Assignment
No line before the one holding "Target: fence railing" is wanted; restate word for word that line and all lines after it to the end of the entries, excluding pictures.

### Source information ###

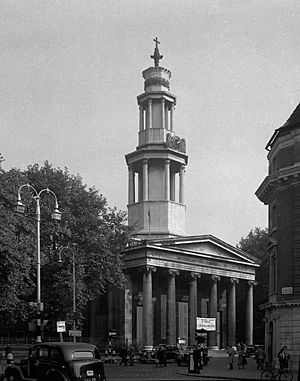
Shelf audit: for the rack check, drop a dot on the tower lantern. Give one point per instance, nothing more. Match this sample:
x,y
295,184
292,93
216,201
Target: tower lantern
x,y
156,168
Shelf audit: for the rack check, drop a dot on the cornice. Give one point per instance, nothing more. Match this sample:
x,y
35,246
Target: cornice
x,y
278,181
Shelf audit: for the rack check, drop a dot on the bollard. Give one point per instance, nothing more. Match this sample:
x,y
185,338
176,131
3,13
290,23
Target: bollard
x,y
10,358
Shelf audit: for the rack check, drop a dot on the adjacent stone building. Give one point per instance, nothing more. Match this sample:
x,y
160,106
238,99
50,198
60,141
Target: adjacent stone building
x,y
281,192
172,279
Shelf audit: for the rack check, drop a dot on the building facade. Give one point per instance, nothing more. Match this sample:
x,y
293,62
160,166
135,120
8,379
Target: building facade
x,y
280,190
173,280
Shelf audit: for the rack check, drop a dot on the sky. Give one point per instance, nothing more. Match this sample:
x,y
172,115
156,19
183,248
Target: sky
x,y
71,71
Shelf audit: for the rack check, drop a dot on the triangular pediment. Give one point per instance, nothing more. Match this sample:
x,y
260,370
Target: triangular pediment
x,y
205,246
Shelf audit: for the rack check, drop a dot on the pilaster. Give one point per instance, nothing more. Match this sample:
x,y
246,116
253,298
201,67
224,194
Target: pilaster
x,y
193,306
171,331
231,311
213,306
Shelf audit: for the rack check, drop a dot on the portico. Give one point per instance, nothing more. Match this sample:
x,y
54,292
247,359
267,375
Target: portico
x,y
177,275
172,279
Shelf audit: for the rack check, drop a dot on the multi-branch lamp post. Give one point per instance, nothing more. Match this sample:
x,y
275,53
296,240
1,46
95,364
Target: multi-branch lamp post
x,y
73,252
56,215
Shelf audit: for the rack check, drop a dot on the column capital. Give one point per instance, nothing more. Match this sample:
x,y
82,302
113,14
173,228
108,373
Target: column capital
x,y
149,269
195,275
173,272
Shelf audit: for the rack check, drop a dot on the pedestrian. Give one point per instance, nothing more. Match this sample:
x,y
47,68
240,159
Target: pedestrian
x,y
231,353
197,359
9,355
242,358
283,358
260,357
164,356
131,355
123,355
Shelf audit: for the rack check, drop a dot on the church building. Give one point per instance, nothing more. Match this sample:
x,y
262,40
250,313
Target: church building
x,y
178,286
280,190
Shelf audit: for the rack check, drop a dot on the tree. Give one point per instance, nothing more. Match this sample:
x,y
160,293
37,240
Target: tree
x,y
96,232
256,244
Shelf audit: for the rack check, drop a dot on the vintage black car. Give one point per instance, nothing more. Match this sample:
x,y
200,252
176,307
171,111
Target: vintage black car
x,y
59,362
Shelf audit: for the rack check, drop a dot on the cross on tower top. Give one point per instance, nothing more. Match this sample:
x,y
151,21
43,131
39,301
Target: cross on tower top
x,y
156,56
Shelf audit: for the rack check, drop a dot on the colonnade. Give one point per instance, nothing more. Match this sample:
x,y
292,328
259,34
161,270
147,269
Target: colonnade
x,y
147,322
169,182
146,115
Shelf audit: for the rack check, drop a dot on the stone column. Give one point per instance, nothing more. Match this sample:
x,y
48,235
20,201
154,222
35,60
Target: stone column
x,y
249,313
167,124
147,306
193,307
172,117
149,114
163,113
141,118
131,188
145,180
167,180
181,184
128,308
213,307
231,312
171,330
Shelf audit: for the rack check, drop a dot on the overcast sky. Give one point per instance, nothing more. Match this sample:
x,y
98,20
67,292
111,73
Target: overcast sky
x,y
71,70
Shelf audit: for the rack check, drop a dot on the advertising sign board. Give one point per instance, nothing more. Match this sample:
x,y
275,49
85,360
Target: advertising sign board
x,y
209,324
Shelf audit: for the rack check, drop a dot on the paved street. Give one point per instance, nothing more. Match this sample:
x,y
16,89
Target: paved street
x,y
216,370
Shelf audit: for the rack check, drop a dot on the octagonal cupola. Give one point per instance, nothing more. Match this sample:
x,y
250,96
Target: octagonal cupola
x,y
157,166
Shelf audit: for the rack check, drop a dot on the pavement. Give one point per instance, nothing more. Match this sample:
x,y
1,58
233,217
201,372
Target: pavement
x,y
217,369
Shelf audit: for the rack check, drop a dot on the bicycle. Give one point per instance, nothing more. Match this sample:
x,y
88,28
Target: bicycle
x,y
271,373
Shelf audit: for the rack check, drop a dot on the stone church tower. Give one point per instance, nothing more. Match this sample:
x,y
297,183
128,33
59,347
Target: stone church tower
x,y
156,168
281,192
178,286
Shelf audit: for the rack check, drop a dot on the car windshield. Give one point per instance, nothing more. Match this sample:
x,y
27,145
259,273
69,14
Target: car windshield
x,y
83,355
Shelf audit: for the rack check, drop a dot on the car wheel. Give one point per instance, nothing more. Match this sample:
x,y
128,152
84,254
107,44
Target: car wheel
x,y
56,376
13,375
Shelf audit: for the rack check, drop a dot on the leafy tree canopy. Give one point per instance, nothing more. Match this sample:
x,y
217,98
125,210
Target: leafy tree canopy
x,y
95,233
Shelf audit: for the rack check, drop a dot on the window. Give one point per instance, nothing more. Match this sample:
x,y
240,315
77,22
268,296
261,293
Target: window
x,y
43,353
83,355
55,355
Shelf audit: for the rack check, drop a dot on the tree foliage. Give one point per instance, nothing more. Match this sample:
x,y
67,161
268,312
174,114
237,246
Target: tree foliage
x,y
255,243
89,228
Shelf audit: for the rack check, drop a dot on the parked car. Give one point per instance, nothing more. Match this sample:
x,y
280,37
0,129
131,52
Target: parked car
x,y
182,357
59,362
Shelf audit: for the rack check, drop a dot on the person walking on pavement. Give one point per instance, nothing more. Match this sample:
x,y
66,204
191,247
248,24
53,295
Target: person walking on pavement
x,y
231,353
123,354
197,359
242,358
131,355
163,356
283,358
260,357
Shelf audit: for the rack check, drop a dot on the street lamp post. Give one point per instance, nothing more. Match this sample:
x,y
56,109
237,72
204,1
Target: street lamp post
x,y
73,251
56,215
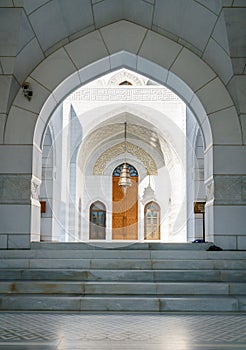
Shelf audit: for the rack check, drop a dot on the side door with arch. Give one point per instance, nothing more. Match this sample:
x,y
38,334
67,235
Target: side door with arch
x,y
125,206
152,221
97,221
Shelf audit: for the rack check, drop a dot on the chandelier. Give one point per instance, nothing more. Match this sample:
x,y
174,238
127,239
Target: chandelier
x,y
125,178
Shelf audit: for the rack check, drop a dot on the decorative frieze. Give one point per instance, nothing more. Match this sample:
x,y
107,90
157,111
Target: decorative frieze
x,y
124,94
118,149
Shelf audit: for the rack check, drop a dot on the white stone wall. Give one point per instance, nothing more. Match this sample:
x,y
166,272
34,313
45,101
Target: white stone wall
x,y
199,54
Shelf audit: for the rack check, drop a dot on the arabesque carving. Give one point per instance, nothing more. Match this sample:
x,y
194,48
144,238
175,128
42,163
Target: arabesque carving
x,y
118,149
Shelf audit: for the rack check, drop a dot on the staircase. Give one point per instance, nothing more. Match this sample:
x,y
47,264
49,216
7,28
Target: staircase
x,y
146,277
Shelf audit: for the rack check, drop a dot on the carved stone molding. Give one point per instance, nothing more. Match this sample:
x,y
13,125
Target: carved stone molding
x,y
118,78
124,94
210,191
35,184
118,149
15,189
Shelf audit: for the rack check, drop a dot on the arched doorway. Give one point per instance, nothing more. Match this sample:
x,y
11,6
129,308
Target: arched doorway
x,y
97,221
152,215
125,206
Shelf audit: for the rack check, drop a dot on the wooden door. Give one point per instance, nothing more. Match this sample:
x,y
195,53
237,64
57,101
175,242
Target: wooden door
x,y
97,221
152,221
125,210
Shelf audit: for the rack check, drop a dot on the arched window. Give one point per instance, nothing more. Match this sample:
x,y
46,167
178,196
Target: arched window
x,y
97,220
152,221
132,170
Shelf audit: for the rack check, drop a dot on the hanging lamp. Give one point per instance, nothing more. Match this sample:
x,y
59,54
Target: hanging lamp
x,y
125,178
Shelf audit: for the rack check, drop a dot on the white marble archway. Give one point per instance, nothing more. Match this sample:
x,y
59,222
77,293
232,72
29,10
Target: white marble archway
x,y
152,55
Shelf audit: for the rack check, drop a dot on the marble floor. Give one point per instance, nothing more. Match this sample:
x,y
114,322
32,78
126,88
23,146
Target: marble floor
x,y
74,331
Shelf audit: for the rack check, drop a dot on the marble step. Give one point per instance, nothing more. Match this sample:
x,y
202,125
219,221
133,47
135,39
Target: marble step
x,y
117,303
128,245
122,288
122,254
129,264
124,275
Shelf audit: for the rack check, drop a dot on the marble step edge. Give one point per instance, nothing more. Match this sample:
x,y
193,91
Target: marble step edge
x,y
137,264
123,304
124,275
121,288
121,254
129,245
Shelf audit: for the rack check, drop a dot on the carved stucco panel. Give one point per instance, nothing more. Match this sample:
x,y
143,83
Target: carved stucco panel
x,y
118,149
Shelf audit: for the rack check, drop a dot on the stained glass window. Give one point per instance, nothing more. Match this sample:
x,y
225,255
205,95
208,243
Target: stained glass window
x,y
132,170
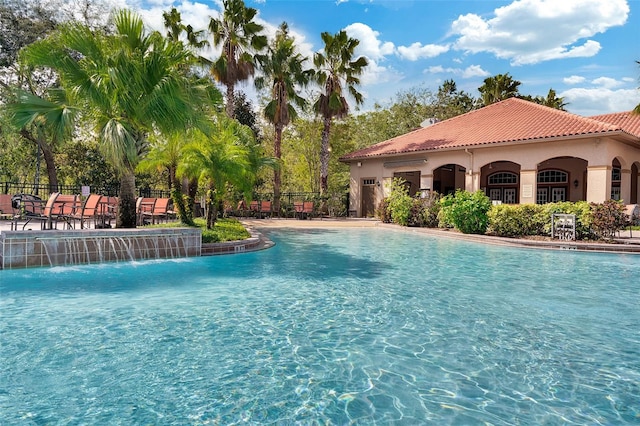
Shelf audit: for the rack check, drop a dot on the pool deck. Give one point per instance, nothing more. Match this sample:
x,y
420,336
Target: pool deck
x,y
627,242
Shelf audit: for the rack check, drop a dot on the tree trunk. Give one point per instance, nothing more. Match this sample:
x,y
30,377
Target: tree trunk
x,y
183,211
47,154
277,172
230,101
212,208
324,157
127,215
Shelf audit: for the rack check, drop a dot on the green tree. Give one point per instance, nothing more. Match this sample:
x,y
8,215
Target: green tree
x,y
467,211
335,71
222,160
551,100
498,88
451,102
129,84
240,38
283,72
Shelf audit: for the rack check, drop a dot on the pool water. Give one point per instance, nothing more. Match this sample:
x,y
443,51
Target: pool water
x,y
362,326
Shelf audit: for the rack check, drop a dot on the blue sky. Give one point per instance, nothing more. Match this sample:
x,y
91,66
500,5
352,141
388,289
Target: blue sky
x,y
584,49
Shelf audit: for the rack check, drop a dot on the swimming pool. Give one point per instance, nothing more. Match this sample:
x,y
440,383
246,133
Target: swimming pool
x,y
329,326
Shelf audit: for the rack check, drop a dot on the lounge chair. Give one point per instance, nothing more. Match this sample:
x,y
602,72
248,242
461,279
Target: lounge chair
x,y
308,210
144,208
159,211
59,207
265,209
7,212
89,211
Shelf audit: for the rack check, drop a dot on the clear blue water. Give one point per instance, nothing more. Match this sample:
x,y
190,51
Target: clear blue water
x,y
361,326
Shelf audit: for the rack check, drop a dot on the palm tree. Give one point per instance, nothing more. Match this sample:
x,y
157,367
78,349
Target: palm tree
x,y
335,69
222,159
129,84
498,88
240,37
44,121
282,69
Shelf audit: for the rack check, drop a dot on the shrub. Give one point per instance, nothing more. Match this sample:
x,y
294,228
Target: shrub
x,y
424,211
507,220
467,211
400,203
383,212
580,209
607,218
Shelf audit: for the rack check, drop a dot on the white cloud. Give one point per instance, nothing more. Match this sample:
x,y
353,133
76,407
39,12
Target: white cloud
x,y
533,31
418,51
469,72
574,79
375,51
370,45
607,82
594,101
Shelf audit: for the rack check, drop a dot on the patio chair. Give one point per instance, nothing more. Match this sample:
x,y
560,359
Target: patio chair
x,y
265,209
7,212
59,207
298,207
158,212
88,212
308,210
144,208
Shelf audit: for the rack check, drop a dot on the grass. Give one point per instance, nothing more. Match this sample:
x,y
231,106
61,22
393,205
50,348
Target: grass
x,y
224,230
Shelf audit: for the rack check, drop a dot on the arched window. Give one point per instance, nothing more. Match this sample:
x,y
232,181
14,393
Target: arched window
x,y
552,176
502,178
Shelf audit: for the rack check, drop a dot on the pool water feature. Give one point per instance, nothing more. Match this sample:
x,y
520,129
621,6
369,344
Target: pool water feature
x,y
368,326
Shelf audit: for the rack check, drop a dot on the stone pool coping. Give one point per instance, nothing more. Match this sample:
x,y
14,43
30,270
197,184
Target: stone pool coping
x,y
626,244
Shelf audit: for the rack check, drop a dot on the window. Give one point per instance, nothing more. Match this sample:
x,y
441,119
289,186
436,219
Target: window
x,y
502,178
552,176
616,174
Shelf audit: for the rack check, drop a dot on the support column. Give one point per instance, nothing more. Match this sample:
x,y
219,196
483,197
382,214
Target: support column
x,y
426,182
625,186
598,183
528,186
472,181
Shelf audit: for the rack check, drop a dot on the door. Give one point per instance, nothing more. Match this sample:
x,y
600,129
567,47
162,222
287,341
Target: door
x,y
558,195
509,196
368,197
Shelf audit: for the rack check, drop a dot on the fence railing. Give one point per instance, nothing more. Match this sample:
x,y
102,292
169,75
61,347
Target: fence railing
x,y
43,190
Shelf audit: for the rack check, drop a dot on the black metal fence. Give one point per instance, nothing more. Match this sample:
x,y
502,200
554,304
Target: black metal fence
x,y
43,190
336,204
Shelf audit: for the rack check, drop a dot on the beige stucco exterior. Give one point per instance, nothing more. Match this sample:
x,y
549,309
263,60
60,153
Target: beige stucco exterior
x,y
587,166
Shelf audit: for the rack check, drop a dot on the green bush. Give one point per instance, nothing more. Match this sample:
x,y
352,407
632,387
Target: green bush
x,y
383,212
580,209
507,220
424,211
607,218
467,211
400,203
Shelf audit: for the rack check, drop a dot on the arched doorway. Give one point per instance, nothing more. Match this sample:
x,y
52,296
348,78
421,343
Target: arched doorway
x,y
501,181
448,178
616,180
561,179
635,183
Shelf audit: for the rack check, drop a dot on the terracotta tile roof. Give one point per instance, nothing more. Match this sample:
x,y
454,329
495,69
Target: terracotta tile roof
x,y
627,120
512,120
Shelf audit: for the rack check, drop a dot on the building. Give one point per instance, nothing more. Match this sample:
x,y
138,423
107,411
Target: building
x,y
516,151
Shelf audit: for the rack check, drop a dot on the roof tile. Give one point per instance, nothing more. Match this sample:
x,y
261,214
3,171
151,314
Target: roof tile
x,y
511,120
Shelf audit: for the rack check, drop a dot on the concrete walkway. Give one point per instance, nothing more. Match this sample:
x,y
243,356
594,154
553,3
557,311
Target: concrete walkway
x,y
628,242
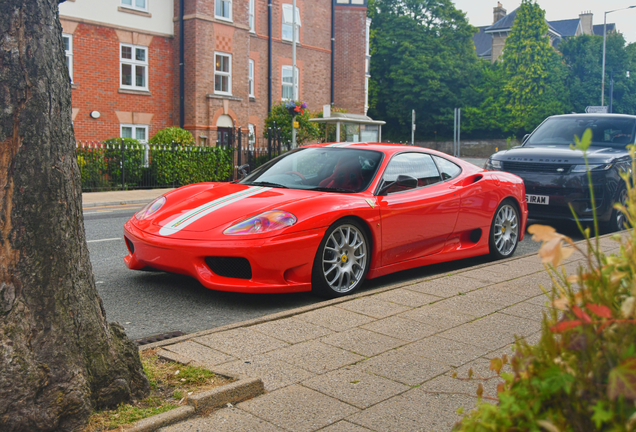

###

The answer
Target: fence railing
x,y
43,190
Shelf audit: for the rack check, drop a dot on the black metal fence. Give one point per instance, nothing more. Match this sample:
x,y
502,200
554,304
Target: black metal fence
x,y
43,190
336,204
Shelf audit: for the rack check, drop a dot on the beige stucco exterior. Give one point per instance, nothing more. Match this sample:
x,y
549,309
263,60
60,153
Target: beige stucco exterior
x,y
587,166
Shelf audit: for the rack check, drop a dot on the green bush. Give one point per instance, nothing more. Match this sample:
x,y
352,407
632,387
Target: green bush
x,y
383,212
580,209
507,220
424,211
607,218
467,211
400,203
Shelf audit: for the rack check, drop a dot on the arched doorway. Give one point per instance, nothing more. Match this sample:
x,y
52,296
348,78
421,343
Target: arched doorway
x,y
501,181
448,178
616,180
561,179
635,183
Shelf audit: for the rack check, drop a dot on the terracotta tile roof. Give one point per instance, nothing more. Match this sample:
x,y
454,329
495,69
Target: terracotta tile roof
x,y
627,120
512,120
Shelf audit: for the rack check, drop a dot on the building. Give one point per instance, nothing more. Match this sample:
x,y
138,423
107,411
Target: building
x,y
516,151
Shelf audit: for the rack check, drop a dot on the roof tile. Give one point per instance, nothing more. Match this sample:
x,y
261,214
3,171
151,314
Target: roof tile
x,y
511,120
Shelf audit: for the rack check, drop a dot on the concrete walkway. Give one point per instance, nothing more. Match this sample:
x,y
243,356
594,154
553,3
557,311
Target: concrete walkway
x,y
628,242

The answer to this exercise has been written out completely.